#### PROBLEM STATEMENT:
Write out the data below exactly, from its first line to the line containing "Query: yellow shirt", that line included.

[Opening AVAILABLE DATA section]

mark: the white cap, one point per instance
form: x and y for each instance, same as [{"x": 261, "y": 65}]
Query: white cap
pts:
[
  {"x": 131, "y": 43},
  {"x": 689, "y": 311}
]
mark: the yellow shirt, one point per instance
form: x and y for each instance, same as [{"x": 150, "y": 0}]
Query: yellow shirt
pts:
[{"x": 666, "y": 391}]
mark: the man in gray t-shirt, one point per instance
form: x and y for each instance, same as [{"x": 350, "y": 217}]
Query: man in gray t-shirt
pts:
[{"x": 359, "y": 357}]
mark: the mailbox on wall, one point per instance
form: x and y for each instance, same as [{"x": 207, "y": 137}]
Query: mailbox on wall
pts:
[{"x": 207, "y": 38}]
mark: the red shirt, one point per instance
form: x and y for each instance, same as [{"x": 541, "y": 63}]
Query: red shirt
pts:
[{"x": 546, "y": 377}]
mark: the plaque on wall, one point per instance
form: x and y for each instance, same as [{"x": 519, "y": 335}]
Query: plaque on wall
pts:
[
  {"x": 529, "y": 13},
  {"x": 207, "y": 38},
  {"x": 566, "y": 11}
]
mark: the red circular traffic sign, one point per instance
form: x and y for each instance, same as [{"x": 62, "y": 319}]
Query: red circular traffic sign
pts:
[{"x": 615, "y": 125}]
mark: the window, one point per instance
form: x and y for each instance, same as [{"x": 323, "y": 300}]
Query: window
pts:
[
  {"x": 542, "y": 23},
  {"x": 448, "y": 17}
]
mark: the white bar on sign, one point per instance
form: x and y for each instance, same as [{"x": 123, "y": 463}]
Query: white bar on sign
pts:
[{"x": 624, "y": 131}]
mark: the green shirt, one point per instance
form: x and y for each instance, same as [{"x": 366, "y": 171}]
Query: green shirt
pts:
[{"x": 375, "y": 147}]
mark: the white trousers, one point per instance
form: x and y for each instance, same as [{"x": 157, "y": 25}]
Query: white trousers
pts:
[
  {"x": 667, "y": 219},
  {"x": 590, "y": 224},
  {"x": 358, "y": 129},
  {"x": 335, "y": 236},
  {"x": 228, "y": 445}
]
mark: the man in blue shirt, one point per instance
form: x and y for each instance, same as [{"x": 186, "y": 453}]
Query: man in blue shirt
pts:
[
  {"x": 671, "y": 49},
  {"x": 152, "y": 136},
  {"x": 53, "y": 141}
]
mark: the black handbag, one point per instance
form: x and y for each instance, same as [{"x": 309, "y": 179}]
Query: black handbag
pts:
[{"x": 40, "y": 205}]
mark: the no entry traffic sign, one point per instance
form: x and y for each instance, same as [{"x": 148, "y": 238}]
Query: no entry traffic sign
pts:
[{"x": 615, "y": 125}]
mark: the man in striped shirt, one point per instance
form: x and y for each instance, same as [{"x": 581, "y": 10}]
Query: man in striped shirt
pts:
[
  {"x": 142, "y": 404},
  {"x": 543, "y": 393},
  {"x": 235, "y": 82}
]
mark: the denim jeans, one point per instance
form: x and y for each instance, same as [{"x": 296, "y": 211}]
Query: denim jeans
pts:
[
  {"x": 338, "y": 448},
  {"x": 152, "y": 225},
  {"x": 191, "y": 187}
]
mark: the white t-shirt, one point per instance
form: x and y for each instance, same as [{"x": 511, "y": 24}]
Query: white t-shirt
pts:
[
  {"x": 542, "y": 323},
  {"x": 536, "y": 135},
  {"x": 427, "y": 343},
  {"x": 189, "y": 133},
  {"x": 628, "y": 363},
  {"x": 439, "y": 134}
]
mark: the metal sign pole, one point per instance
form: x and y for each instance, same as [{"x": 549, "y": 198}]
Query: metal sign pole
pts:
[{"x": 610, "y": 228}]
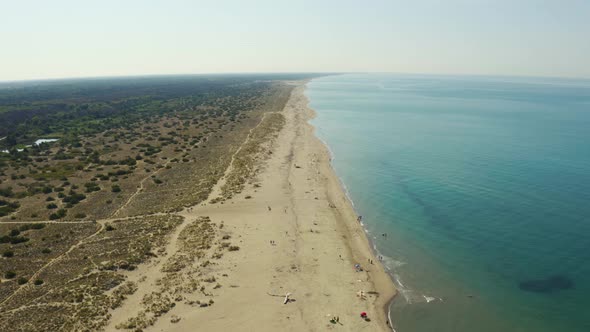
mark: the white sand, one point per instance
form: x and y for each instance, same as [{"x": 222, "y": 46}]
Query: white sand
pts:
[{"x": 318, "y": 242}]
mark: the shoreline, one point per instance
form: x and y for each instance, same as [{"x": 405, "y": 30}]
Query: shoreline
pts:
[{"x": 384, "y": 283}]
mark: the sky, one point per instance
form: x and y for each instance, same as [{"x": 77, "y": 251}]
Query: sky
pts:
[{"x": 63, "y": 38}]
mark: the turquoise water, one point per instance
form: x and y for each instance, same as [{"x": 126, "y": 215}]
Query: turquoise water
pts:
[{"x": 481, "y": 186}]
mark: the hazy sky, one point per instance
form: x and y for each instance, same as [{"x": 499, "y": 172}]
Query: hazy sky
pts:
[{"x": 63, "y": 38}]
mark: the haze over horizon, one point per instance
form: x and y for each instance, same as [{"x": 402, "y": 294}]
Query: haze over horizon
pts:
[{"x": 67, "y": 39}]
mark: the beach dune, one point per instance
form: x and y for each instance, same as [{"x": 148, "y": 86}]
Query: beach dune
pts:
[{"x": 299, "y": 242}]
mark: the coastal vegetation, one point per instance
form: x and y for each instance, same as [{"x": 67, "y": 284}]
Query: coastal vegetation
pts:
[{"x": 79, "y": 212}]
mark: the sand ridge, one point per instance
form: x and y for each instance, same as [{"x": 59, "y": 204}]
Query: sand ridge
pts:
[{"x": 297, "y": 234}]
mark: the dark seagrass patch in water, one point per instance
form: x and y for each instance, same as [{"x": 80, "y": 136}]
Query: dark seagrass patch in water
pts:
[{"x": 548, "y": 285}]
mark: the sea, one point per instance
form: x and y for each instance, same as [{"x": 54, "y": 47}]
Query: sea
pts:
[{"x": 475, "y": 190}]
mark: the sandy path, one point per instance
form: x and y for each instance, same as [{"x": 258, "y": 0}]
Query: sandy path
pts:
[{"x": 317, "y": 243}]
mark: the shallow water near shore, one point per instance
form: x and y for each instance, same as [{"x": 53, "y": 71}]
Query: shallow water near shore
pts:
[{"x": 474, "y": 189}]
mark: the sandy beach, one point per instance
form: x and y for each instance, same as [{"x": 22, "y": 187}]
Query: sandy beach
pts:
[{"x": 297, "y": 234}]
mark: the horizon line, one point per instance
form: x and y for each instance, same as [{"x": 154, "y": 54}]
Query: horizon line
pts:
[{"x": 66, "y": 78}]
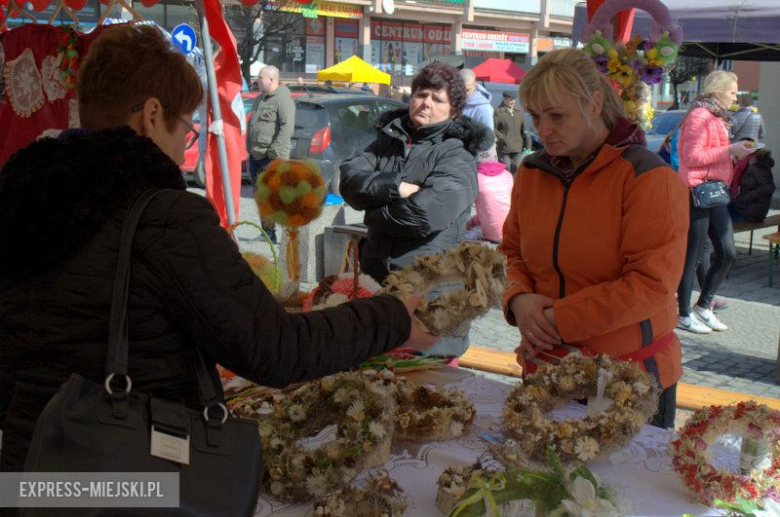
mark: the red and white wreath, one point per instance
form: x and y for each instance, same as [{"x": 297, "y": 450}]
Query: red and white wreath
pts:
[{"x": 755, "y": 422}]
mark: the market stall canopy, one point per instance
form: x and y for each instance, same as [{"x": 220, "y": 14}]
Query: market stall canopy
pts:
[
  {"x": 499, "y": 71},
  {"x": 353, "y": 70},
  {"x": 715, "y": 29}
]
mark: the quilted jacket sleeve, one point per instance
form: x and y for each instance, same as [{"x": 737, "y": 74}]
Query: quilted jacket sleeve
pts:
[
  {"x": 447, "y": 192},
  {"x": 209, "y": 287},
  {"x": 363, "y": 183}
]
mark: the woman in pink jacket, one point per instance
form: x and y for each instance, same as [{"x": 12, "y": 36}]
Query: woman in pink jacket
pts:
[
  {"x": 705, "y": 155},
  {"x": 494, "y": 198}
]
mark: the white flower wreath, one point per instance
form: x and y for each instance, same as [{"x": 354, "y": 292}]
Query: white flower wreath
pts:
[
  {"x": 480, "y": 268},
  {"x": 431, "y": 413},
  {"x": 361, "y": 405},
  {"x": 629, "y": 397},
  {"x": 380, "y": 495}
]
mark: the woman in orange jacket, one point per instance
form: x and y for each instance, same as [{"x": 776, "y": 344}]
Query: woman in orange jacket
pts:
[{"x": 595, "y": 237}]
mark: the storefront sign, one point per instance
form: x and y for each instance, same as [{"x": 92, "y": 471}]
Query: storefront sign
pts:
[
  {"x": 315, "y": 27},
  {"x": 317, "y": 8},
  {"x": 409, "y": 31},
  {"x": 490, "y": 41},
  {"x": 441, "y": 34},
  {"x": 347, "y": 28},
  {"x": 547, "y": 44}
]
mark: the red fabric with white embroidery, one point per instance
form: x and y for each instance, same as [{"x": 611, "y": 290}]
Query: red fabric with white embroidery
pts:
[{"x": 32, "y": 96}]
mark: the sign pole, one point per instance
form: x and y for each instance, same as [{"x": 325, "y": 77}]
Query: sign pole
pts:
[{"x": 216, "y": 113}]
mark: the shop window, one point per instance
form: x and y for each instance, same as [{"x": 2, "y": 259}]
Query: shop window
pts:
[{"x": 155, "y": 13}]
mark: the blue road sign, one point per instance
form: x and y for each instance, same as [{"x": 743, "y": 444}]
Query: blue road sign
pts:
[{"x": 184, "y": 37}]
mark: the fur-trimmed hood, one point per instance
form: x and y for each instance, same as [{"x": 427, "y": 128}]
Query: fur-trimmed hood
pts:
[
  {"x": 56, "y": 193},
  {"x": 476, "y": 137}
]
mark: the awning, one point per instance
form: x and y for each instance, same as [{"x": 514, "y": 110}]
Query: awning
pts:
[
  {"x": 353, "y": 70},
  {"x": 499, "y": 71},
  {"x": 715, "y": 29}
]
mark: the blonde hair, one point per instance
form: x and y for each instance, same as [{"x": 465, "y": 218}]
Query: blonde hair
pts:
[
  {"x": 570, "y": 72},
  {"x": 719, "y": 81}
]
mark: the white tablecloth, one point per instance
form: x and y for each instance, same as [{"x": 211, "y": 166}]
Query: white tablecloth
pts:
[{"x": 641, "y": 474}]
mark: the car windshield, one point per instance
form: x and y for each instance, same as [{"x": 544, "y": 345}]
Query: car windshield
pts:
[{"x": 664, "y": 123}]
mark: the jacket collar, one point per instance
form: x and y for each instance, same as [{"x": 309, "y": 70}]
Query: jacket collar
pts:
[
  {"x": 57, "y": 193},
  {"x": 476, "y": 137}
]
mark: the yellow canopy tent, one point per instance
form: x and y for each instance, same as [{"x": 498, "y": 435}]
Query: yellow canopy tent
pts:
[{"x": 353, "y": 70}]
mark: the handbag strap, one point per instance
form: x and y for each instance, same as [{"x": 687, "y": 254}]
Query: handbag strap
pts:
[{"x": 118, "y": 341}]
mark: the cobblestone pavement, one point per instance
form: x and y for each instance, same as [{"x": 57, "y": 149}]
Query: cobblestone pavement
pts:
[{"x": 742, "y": 359}]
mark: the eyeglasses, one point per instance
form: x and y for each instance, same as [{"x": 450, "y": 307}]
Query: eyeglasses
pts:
[{"x": 192, "y": 133}]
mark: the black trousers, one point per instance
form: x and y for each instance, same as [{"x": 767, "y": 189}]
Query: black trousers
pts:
[
  {"x": 667, "y": 407},
  {"x": 714, "y": 222}
]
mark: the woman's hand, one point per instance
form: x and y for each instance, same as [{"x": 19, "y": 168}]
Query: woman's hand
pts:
[
  {"x": 535, "y": 320},
  {"x": 418, "y": 339},
  {"x": 407, "y": 189}
]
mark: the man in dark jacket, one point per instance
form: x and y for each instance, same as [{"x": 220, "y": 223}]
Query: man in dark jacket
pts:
[
  {"x": 511, "y": 136},
  {"x": 62, "y": 205},
  {"x": 752, "y": 187},
  {"x": 418, "y": 180},
  {"x": 271, "y": 126}
]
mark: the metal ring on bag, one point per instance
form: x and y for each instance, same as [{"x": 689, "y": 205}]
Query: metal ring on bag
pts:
[
  {"x": 111, "y": 377},
  {"x": 224, "y": 409}
]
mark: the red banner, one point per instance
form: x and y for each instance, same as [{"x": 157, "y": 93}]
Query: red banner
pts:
[{"x": 228, "y": 74}]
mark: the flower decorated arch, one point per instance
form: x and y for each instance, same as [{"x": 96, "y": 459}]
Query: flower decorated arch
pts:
[{"x": 637, "y": 64}]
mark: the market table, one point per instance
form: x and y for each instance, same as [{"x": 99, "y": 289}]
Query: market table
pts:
[{"x": 641, "y": 474}]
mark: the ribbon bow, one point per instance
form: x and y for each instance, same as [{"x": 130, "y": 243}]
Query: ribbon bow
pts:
[{"x": 485, "y": 488}]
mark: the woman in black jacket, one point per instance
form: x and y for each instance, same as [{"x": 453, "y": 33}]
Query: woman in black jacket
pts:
[
  {"x": 418, "y": 180},
  {"x": 62, "y": 204},
  {"x": 754, "y": 187}
]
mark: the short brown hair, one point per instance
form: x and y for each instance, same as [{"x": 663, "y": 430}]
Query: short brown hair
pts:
[
  {"x": 125, "y": 66},
  {"x": 438, "y": 75}
]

[Closing AVAILABLE DATA section]

#### RESPONSE TO THE TASK:
mark: the white cap, one point per instance
form: x and y for each instance, same as [{"x": 261, "y": 65}]
Query: white cap
pts:
[
  {"x": 131, "y": 43},
  {"x": 689, "y": 311}
]
mark: the yellow shirt, one point per instance
form: x and y for each instance, same as [{"x": 150, "y": 0}]
Query: yellow shirt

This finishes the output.